**Compito assegnato 1**
Secondo il testo sulla webserie Cose da uomini, quali società indipendenti l'hanno prodotta?
**Compito assegnato 2**
Per favore, indica quante righe delle voci contengono la stringa "target". Scrivi soltanto il numero.

╭─ Testo estratto

Cose da uomini
La webserie, cinque episodi, finanziata dalla UE, promossa dalla Presidenza del Consiglio dei Ministri – Dipartimento Pari Opportunità, e lanciata in occasione della Giornata internazionale delle Nazioni Unite contro la violenza sulle donne, il 25 novembre 2014, è stata presentata allo scorso Roma Web Fest.
Fabrizia, raccontaci di che cosa parla Cose da uomini, la webserie che hai creato e scritto e che sarà on-line in questi giorni.
Cinque uomini, diversi in tutto ma amici sul campo di calcetto e nella vita, si trovano ad affrontare un momento difficile nel rapporto con le donne che amano. Ciascuno di loro vivrà un attimo-bivio, in cui sarà tentato di reagire a questa difficoltà in modo aggressivo; scoprirà, invece, che la strada più gratificante è un’altra, e passa per il riconoscimento della propria fragilità.
Come è nato il progetto? Chi ha prodotto la serie?
La serie è una campagna di sensibilizzazione contro la violenza maschile sulle donne. È stata finanziata dall’Unione Europea tramite il Dipartimento delle Pari Opportunità e prodotta da due società indipendenti (Fish Eye e Arim Video). Io sono stata chiamata da una persona che lavora spesso con clienti istituzionali su campagne di comunicazione sociale. Sono stata coinvolta dall’inizio, quando il Dipartimento doveva concorrere a un bando europeo per ottenere il finanziamento al progetto.
Ho fatto diverse riunioni col Dipartimento e coi suoi partner (le associazioni Dire e Maschile Plurale) per mettere a fuoco quale messaggio dovesse veicolare la serie e soprattutto quale NON dovesse veicolare, a chi dovesse rivolgersi, in che modo dovesse parlare eccetera. Alla fine ho elaborato due proposte di concept. Il Dipartimento e i partner ne hanno scelto uno. Eravamo a giugno 2013. A ottobre 2013 mi hanno chiamato e mi hanno detto che, con quel concept, avevamo vinto il finanziamento europeo (con il quale sono stata pagata anche io). Dal concept, arricchito e modificato, ho derivato i soggetti di puntata e poi le sceneggiature.

╰─
╭─ Righe memorizzate

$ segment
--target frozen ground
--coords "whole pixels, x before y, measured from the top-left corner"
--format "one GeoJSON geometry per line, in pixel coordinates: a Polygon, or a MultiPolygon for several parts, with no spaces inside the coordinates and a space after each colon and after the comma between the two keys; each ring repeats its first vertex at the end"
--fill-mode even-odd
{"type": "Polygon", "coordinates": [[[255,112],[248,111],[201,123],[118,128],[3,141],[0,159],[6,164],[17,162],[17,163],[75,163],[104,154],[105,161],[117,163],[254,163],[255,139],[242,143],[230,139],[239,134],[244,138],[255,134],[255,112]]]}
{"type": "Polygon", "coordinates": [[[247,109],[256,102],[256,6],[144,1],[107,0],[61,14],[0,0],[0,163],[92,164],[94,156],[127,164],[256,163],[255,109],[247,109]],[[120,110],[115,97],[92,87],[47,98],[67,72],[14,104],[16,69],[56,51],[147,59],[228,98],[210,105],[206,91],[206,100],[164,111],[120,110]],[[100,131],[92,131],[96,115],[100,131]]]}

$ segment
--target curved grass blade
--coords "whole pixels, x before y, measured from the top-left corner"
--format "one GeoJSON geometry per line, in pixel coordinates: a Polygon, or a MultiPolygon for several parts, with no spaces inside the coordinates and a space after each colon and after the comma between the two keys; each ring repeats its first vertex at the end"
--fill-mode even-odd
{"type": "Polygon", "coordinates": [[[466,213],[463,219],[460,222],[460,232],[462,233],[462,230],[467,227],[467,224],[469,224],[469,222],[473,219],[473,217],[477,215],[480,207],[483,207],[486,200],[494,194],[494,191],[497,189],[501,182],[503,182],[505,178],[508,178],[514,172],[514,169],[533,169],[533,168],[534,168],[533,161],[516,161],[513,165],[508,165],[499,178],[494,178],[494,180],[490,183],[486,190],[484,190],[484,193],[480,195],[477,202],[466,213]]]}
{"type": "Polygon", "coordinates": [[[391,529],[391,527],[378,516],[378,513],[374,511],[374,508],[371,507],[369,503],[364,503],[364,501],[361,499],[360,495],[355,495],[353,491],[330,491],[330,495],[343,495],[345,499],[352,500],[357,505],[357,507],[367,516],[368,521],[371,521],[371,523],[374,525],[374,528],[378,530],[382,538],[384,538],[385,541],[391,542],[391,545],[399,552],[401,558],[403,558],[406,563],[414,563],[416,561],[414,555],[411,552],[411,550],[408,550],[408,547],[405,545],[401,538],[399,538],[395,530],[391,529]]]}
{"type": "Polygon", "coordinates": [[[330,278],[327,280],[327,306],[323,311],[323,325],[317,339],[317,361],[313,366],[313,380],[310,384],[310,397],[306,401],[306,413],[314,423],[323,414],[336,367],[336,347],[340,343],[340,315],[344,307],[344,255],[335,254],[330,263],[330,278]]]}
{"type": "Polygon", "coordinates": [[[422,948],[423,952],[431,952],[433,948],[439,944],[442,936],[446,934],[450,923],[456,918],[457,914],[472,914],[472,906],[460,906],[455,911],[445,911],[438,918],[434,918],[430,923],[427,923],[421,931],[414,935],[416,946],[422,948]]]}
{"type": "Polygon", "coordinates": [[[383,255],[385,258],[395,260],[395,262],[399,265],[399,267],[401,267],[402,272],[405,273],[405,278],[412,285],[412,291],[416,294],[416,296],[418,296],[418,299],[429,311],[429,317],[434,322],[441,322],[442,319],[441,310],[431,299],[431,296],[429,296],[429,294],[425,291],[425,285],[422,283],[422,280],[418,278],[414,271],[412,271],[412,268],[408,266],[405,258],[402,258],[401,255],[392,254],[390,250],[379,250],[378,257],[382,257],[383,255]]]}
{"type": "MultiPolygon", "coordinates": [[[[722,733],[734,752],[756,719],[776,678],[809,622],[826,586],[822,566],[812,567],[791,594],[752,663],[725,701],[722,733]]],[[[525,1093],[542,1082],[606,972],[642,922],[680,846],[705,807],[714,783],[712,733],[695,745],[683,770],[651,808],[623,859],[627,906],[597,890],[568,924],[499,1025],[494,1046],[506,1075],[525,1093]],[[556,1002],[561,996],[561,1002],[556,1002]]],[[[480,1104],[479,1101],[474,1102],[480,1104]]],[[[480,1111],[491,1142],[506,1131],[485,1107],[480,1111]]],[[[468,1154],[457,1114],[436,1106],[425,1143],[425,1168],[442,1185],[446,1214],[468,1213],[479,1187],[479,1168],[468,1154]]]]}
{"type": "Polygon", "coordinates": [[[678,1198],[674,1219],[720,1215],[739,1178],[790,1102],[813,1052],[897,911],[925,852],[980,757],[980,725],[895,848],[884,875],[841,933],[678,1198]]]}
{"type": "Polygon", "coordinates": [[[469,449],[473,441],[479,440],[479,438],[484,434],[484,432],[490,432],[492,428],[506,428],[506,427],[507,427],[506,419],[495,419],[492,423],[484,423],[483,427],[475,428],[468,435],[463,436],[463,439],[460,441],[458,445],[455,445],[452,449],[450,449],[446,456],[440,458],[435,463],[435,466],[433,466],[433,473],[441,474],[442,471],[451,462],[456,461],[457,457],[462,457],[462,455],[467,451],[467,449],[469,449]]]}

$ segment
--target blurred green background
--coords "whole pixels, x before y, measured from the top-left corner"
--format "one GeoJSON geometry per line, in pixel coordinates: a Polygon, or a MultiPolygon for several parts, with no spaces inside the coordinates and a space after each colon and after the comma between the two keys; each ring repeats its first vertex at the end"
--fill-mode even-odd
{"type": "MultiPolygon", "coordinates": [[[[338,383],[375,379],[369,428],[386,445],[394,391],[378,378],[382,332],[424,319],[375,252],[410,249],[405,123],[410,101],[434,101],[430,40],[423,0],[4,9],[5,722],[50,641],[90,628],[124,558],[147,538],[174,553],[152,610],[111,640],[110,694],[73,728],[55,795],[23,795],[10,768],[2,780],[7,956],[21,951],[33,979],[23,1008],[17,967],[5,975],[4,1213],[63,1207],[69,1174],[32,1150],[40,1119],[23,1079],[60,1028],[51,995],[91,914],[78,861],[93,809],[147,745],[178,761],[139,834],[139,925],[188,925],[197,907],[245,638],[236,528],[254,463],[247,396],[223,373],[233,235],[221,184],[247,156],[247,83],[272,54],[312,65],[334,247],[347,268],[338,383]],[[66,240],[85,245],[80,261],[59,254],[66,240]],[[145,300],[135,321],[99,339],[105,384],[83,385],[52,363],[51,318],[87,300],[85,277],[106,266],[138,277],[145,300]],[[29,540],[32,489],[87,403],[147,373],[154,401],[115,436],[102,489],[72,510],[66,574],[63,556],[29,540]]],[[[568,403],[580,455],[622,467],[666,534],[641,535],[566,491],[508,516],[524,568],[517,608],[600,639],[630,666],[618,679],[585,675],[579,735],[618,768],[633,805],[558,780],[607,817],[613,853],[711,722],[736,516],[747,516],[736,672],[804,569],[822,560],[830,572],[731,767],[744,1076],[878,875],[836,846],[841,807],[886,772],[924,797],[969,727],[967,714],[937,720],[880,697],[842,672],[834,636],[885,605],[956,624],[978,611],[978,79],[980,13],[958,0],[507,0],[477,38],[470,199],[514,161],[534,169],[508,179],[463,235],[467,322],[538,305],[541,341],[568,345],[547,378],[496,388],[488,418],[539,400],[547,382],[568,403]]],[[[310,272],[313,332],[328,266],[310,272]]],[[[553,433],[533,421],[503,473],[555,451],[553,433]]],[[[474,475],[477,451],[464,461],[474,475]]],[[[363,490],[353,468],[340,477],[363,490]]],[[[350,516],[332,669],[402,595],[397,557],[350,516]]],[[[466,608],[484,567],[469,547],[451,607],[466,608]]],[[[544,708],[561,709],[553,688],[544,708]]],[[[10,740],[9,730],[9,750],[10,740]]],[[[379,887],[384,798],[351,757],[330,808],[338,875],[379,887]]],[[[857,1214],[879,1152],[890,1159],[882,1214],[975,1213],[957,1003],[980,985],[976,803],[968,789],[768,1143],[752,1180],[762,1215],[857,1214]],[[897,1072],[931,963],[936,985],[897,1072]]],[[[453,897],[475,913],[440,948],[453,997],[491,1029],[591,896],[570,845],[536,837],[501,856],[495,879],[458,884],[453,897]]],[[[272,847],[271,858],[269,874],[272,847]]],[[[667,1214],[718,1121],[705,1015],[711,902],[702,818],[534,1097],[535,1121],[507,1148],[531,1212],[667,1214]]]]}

╰─

**Risposta all'esercizio 1**
Fish Eye e Arim Video.

**Risposta all'esercizio 2**
3